Stored dataset items
Segment Open

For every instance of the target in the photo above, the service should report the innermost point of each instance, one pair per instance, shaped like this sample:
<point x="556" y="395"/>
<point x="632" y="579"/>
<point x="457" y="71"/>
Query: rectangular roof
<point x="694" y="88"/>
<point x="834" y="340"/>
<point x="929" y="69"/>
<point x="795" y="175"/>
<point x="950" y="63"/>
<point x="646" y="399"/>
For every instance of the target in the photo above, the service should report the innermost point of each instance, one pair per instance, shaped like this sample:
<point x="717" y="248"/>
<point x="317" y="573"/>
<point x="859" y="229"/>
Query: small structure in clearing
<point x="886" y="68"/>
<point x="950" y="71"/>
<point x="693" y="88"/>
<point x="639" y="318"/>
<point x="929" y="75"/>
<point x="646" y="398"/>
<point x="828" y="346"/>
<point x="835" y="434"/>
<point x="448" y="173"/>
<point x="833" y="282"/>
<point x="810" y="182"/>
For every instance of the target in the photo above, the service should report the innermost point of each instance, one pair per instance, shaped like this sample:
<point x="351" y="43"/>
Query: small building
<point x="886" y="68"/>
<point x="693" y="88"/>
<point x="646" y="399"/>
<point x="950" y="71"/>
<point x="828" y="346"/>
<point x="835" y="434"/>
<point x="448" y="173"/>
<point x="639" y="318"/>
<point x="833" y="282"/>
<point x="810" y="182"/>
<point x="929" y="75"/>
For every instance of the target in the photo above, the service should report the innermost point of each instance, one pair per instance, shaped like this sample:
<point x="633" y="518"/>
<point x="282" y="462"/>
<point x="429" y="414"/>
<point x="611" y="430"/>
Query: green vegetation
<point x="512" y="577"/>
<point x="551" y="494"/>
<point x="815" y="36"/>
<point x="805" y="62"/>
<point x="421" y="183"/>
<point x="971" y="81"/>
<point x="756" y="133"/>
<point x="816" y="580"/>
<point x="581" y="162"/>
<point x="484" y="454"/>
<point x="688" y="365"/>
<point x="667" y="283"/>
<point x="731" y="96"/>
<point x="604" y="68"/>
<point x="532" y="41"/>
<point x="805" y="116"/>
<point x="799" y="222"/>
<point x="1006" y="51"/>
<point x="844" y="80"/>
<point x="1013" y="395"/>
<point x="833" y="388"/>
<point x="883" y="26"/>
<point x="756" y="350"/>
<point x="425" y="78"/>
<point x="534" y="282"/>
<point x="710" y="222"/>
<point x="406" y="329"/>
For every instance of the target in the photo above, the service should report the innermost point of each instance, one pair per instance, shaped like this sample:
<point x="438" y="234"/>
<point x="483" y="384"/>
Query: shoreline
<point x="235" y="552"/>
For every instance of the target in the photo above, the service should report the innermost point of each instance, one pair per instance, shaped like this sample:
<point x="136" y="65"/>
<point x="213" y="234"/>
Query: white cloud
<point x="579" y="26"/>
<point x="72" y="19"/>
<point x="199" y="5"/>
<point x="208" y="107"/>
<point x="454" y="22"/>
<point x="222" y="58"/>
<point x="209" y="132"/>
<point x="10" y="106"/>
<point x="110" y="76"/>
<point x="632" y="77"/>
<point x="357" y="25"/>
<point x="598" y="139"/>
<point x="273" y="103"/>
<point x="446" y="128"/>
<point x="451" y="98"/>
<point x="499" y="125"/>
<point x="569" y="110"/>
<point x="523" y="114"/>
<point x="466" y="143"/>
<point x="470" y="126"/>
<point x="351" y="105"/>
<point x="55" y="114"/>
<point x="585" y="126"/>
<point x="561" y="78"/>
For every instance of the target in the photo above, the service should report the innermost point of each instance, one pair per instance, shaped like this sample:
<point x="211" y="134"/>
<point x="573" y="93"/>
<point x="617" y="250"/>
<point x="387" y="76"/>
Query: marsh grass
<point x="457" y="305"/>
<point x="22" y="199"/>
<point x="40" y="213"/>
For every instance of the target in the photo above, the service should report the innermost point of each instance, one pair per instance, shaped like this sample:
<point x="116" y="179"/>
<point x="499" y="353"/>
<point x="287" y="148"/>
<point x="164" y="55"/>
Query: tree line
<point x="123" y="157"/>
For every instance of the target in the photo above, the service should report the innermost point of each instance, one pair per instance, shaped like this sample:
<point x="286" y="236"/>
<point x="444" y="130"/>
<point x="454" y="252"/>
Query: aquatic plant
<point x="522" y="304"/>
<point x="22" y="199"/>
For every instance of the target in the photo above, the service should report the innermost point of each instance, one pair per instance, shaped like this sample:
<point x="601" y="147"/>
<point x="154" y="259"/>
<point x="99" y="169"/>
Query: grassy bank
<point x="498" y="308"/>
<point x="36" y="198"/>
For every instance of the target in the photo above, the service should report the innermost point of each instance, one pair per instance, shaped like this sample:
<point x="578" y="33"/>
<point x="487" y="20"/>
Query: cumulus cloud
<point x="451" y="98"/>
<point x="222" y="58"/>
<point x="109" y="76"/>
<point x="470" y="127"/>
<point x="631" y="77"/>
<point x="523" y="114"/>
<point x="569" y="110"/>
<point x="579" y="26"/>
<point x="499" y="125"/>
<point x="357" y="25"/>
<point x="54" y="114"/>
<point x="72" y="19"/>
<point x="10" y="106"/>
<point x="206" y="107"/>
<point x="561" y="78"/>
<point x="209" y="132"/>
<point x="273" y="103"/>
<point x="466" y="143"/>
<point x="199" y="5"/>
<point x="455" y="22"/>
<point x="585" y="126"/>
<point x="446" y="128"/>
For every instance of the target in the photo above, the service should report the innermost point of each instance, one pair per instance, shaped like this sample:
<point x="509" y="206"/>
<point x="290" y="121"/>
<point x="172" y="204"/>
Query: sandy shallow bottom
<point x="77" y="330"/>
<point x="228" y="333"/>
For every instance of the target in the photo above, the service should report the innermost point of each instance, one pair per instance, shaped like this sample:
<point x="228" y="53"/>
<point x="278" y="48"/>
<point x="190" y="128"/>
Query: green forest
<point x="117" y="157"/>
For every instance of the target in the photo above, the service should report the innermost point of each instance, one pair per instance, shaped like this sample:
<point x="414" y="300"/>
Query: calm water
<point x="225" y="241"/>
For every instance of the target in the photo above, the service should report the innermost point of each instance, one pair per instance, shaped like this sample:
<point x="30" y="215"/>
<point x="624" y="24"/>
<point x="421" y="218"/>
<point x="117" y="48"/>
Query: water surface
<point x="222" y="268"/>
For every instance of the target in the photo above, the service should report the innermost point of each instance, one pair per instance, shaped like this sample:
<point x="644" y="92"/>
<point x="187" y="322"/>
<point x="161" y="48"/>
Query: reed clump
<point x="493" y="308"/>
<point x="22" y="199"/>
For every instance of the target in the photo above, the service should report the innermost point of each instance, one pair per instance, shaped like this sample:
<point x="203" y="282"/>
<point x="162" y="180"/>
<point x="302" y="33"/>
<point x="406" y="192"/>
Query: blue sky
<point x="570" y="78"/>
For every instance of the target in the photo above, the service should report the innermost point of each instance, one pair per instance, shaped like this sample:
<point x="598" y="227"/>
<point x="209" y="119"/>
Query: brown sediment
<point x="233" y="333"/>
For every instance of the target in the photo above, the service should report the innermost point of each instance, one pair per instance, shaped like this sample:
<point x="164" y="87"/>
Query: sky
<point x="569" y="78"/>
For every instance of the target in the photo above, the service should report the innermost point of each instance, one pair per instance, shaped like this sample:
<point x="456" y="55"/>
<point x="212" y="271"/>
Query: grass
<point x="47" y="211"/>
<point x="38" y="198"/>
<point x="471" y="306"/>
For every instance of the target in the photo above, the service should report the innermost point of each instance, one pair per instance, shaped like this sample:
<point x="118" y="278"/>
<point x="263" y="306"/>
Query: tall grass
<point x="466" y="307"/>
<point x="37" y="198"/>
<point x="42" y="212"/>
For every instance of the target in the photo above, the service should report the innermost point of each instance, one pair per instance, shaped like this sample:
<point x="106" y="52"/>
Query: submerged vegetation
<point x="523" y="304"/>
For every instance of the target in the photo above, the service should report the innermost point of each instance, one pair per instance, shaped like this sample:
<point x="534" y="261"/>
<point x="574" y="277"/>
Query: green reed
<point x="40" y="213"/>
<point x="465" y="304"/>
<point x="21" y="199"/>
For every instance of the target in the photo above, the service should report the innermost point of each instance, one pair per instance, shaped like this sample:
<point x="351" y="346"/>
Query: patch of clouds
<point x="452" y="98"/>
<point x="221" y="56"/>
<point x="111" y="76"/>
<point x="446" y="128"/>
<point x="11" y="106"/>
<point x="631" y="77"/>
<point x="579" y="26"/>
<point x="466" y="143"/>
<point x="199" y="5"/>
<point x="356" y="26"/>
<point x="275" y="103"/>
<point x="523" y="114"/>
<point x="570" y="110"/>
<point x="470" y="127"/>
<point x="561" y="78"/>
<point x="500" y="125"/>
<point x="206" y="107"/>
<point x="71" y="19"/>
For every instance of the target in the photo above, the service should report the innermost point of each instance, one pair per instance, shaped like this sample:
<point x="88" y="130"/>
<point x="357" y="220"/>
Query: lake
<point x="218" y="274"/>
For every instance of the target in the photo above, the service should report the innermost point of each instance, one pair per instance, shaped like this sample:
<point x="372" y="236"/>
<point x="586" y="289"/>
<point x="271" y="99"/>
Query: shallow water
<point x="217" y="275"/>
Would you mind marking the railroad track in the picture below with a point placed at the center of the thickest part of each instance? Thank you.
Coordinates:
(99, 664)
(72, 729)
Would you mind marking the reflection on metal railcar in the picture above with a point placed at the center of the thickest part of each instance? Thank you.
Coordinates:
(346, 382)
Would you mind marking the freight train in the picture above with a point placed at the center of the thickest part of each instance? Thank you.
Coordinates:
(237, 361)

Segment Closed

* REQUIREMENT *
Look through the entries above. Copy each line in which the string "marking" occurs.

* YOUR RESPONSE *
Would you mind marking the railroad track in the picture below with a point placed at the center of the thickest part of each instance? Thank you.
Would you mind marking the reflection on metal railcar in the picture above with a point placed at the center of the thickest part of each instance? Thank you.
Would you mind marking the freight train in the picture above with a point placed at the center of the thickest part of each instance? Thank you.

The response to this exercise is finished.